_Excerpt provided_:

==================================================

Credibility/Expectancy Questionnaire (CEQ; [40]). The CEQ will be used at baseline to assess participants’ treatment expectations. It consists of 6 items (e.g., “At this point, how logical does ZeroPhobia seem to you?”), rated on a 9-point Likert scale that ranges from 1 (not at all) to 9 (very; total score 54). The CEQ has been shown to have high internal consistency and good test–retest reliability [40]. The Dutch translation also was found to be valid [41]. This questionnaire will be used in combination with the Client Satisfaction Questionnaire (CSQ; see next item) to better understand whether ZeroPhobia met participants’ expectations.
Client Satisfaction Questionnaire (CSQ; [42]). The CSQ acts as the counterpart to the CEQ, measuring satisfaction with the treatment at post-test. This questionnaire consists of 8 items, for instance regarding the quality of treatment participants received and their satisfaction with it. Items are scored on a scale from 1–4, with a total score of 32. The CSQ has been found to have good validity and internal reliability (Chronbach’s alpha ranging between .83 and .93; [42]).
System Usability Scale (SUS; [43]). The user-friendliness of the ZeroPhobia app is measured with the SUS. It consists of 10-items rated on a 5-point Likert scale (1 = do not agree, and 5 = very much agree). Total scores are calculated and converted to range between 0–100 (see [42] for this conversion). Higher scores indicate better usability and more user-friendliness. Questions include items such as “I think ZeroPhobia was easy to use” and “I had to learn a lot before I could get started with ZeroPhobia”. To pass this usability test, the app will have to be rated 70 or higher, with better products ranging into the 80s. A score of 90 or above is usually only expected for incredibly high-quality products. If the app is rated below 70, it is considered inadequate and needs to be re-assessed and improved. Reliability of the SUS is good [43].

==================================================

_Given records_:
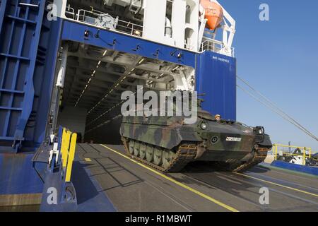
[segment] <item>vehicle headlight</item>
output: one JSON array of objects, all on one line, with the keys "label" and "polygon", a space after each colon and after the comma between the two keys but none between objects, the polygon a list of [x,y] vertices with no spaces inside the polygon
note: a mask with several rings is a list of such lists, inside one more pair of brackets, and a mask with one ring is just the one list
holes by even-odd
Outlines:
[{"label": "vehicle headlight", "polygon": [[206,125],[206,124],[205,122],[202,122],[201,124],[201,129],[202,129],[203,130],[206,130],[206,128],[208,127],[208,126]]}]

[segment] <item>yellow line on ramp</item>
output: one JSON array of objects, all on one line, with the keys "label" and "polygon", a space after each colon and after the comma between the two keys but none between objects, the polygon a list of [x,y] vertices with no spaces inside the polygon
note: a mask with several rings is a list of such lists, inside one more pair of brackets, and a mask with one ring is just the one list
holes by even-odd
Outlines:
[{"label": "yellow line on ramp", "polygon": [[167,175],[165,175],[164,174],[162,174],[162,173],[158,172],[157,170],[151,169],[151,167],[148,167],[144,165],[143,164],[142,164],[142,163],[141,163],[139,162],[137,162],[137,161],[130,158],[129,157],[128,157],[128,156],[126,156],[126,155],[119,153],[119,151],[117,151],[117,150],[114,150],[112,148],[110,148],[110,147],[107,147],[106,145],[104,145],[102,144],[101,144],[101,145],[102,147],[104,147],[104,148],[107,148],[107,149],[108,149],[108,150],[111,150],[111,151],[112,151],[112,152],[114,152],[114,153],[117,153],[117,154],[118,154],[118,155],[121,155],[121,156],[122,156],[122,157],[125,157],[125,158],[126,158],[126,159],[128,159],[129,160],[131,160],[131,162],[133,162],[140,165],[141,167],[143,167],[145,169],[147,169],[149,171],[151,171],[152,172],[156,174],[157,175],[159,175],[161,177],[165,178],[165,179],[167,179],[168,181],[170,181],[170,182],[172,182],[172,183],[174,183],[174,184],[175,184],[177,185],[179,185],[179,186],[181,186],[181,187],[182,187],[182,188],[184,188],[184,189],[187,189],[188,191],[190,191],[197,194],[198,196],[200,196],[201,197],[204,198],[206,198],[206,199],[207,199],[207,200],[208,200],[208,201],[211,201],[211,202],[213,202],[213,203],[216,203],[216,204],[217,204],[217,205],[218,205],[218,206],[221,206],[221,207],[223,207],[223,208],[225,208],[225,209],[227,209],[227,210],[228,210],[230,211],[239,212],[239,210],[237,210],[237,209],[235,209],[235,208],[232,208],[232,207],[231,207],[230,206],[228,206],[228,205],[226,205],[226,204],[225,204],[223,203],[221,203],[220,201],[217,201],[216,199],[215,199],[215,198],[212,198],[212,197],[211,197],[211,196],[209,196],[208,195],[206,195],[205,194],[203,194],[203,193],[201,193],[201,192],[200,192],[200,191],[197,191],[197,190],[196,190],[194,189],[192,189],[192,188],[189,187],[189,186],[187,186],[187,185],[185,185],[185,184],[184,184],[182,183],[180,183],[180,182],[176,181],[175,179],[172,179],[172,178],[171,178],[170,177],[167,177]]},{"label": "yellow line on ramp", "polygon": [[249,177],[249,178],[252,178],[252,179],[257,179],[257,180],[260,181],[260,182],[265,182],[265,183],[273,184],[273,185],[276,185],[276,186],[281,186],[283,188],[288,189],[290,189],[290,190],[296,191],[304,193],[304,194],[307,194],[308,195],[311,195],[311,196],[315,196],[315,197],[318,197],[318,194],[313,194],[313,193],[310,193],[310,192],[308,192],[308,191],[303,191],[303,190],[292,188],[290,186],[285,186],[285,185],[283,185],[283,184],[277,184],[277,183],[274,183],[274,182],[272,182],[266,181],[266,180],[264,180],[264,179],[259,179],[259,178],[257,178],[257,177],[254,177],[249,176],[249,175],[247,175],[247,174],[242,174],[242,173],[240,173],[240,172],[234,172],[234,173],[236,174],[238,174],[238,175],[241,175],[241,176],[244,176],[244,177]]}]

==================================================

_Work item 1_:
In the questionnaire excerpt:
(a) How many items does the CEQ contain?
(b) What is the total score on the CSQ?
(c) What SUS rating must the ZeroPhobia app get to pass the usability test?
_Work item 2_: Can you print the questionnaire excerpt from the words "Client Satisfaction Questionnaire (CSQ; [42])." through "and .93; [42])."?
The lines have nothing to do with the questionnaire excerpt.

_Answer 1_:
(a) 6
(b) 32
(c) 70 or higher

_Answer 2_:
Client Satisfaction Questionnaire (CSQ; [42]). The CSQ acts as the counterpart to the CEQ, measuring satisfaction with the treatment at post-test. This questionnaire consists of 8 items, for instance regarding the quality of treatment participants received and their satisfaction with it. Items are scored on a scale from 1–4, with a total score of 32. The CSQ has been found to have good validity and internal reliability (Chronbach’s alpha ranging between .83 and .93; [42]).